▶ **Problem description**: Please output the data from its first line up to and including the line that contains "M 664 667 L", with every line reproduced unchanged.

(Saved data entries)
━━━

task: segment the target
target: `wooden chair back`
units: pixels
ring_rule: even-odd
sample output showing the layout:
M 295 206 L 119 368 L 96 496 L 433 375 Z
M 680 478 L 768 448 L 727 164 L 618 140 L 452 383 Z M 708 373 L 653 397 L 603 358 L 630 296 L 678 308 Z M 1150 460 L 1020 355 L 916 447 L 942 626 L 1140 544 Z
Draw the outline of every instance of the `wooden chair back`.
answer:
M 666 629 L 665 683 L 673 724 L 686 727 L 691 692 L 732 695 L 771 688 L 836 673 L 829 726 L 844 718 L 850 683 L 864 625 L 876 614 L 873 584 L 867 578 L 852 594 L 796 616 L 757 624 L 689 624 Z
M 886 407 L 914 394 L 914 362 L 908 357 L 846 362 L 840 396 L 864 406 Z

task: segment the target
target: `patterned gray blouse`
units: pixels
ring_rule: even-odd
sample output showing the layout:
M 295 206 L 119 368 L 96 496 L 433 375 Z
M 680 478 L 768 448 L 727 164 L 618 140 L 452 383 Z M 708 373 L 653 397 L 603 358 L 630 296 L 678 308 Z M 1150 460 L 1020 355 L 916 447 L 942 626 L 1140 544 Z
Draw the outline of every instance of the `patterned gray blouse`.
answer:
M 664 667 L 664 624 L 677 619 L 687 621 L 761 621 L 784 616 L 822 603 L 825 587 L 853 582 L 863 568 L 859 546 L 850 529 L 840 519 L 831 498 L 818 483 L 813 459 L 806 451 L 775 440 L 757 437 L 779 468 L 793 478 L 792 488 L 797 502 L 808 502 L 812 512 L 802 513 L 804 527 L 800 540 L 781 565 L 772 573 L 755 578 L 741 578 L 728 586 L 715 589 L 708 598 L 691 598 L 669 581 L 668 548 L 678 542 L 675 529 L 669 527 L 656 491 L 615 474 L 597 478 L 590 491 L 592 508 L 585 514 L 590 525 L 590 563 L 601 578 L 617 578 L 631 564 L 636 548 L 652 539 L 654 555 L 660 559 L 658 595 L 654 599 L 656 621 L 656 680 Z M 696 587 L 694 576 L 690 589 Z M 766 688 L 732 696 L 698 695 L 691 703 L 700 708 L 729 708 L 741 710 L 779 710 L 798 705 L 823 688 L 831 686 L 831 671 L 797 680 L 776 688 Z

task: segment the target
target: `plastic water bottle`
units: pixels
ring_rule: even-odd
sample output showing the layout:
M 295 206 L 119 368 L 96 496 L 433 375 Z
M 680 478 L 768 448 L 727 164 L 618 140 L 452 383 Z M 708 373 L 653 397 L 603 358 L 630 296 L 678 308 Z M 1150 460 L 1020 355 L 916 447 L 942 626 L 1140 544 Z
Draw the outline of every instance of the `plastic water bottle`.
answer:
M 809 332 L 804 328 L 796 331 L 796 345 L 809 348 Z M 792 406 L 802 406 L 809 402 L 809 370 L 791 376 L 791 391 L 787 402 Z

━━━

▶ **Result of this task**:
task: segment the target
target: `wooden chair back`
units: pixels
ring_rule: even-odd
sample output showing the layout:
M 295 206 L 119 368 L 96 496 L 433 375 Z
M 680 478 L 768 448 L 727 164 L 618 140 L 452 383 Z M 708 373 L 653 397 L 603 358 L 630 296 L 678 308 Z M 1150 460 L 1020 355 L 916 447 L 942 626 L 1140 544 Z
Draw the outline of every instance of the `wooden chair back`.
answer:
M 666 629 L 665 683 L 673 724 L 686 727 L 691 692 L 732 695 L 771 688 L 836 673 L 829 726 L 844 718 L 850 683 L 864 625 L 876 614 L 873 584 L 867 578 L 852 594 L 796 616 L 757 624 L 689 624 Z
M 886 407 L 914 394 L 914 362 L 908 357 L 846 362 L 840 396 L 864 406 Z

task: segment the target
target: `patterned gray blouse`
units: pixels
ring_rule: even-odd
sample output showing the layout:
M 295 206 L 119 368 L 96 496 L 433 375 Z
M 680 478 L 768 448 L 727 164 L 618 140 L 452 383 Z M 708 373 L 653 397 L 603 358 L 630 296 L 678 308 Z M 1150 460 L 1020 355 L 916 447 L 942 626 L 1140 544 Z
Draw the outline of every instance of the `patterned gray blouse`.
answer:
M 664 667 L 664 624 L 677 619 L 687 621 L 761 621 L 784 616 L 822 603 L 825 587 L 853 582 L 863 568 L 859 546 L 850 529 L 840 519 L 831 498 L 818 483 L 813 459 L 806 451 L 775 440 L 757 437 L 779 468 L 793 478 L 792 488 L 797 502 L 808 502 L 812 512 L 802 513 L 804 527 L 800 540 L 781 565 L 772 573 L 755 578 L 741 578 L 728 586 L 715 589 L 708 598 L 691 598 L 669 581 L 668 548 L 678 542 L 675 529 L 669 527 L 656 491 L 615 474 L 597 478 L 590 491 L 592 508 L 585 514 L 590 525 L 590 563 L 601 578 L 617 578 L 631 564 L 636 548 L 652 539 L 654 555 L 660 559 L 658 595 L 654 599 L 656 621 L 656 680 Z M 696 587 L 694 576 L 690 589 Z M 766 688 L 732 696 L 698 695 L 691 703 L 700 708 L 729 708 L 741 710 L 779 710 L 798 705 L 823 688 L 831 686 L 831 671 L 797 680 L 776 688 Z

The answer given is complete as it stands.